● Exercise goal: Only lines that contain the word "wispy" belong in the answer; copy them from the records below.

● Supplied data:
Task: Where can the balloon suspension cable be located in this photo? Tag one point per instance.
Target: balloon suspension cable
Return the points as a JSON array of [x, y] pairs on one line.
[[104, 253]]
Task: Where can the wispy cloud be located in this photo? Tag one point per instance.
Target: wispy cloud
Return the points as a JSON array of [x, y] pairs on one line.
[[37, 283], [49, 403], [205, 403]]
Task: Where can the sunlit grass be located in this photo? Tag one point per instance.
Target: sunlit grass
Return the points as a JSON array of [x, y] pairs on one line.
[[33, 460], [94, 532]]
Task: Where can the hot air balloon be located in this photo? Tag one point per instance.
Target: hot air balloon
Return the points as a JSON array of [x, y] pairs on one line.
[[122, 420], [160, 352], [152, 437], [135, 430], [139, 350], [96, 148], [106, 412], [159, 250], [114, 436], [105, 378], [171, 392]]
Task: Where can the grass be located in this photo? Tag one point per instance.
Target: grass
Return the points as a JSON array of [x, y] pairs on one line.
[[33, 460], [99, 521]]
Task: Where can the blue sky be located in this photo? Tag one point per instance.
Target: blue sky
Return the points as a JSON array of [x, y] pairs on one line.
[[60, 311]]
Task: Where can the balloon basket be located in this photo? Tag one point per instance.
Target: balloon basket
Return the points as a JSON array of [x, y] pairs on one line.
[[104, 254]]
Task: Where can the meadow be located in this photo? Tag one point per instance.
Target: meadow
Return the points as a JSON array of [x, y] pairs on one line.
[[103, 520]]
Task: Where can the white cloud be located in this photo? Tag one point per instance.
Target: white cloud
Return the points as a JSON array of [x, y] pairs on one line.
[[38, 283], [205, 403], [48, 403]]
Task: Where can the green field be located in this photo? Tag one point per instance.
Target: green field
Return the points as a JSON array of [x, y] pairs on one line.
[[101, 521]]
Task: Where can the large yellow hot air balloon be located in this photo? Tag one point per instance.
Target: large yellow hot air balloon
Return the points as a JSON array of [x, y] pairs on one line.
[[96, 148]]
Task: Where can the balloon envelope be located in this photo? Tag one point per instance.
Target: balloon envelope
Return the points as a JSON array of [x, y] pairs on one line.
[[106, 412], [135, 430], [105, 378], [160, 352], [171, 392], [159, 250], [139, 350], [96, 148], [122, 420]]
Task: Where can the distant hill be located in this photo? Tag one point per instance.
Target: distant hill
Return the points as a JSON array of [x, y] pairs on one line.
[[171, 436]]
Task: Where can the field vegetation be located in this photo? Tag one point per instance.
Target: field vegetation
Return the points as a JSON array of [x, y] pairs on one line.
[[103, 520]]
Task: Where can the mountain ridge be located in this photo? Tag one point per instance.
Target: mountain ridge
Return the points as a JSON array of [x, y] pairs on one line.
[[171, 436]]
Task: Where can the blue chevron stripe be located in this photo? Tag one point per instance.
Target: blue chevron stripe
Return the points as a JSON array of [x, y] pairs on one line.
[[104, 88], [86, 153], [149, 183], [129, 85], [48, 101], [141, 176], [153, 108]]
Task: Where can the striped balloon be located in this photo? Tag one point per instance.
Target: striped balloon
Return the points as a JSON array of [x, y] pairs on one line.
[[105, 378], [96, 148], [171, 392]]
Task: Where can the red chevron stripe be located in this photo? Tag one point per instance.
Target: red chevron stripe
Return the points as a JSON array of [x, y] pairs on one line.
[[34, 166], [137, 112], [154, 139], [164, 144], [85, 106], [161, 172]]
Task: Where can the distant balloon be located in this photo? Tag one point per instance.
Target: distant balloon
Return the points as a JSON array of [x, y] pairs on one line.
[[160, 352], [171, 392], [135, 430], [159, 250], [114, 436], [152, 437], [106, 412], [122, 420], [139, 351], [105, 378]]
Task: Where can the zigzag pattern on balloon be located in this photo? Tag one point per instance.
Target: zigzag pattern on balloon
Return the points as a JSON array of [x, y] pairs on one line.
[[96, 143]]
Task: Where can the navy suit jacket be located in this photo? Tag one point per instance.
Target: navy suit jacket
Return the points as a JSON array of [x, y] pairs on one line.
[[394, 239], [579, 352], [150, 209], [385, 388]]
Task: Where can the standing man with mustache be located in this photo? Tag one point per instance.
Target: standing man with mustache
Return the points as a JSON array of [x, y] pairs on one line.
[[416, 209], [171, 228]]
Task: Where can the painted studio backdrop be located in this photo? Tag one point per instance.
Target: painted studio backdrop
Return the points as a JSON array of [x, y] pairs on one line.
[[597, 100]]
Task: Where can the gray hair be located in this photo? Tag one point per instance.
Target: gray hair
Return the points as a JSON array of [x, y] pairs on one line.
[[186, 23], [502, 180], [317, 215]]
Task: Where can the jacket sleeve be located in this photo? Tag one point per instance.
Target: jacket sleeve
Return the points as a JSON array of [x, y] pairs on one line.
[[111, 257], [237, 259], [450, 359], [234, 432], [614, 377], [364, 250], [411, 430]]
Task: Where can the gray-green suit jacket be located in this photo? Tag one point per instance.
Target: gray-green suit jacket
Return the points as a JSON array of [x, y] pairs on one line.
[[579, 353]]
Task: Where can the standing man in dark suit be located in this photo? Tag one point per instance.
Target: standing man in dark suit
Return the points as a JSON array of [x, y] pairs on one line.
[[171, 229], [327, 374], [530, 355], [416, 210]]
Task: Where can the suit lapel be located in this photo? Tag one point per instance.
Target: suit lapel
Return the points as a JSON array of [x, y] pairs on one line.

● Answer for this exercise:
Task: Where can the wispy cloud be located in this photo? Tag one point per instance.
Target: wispy cloud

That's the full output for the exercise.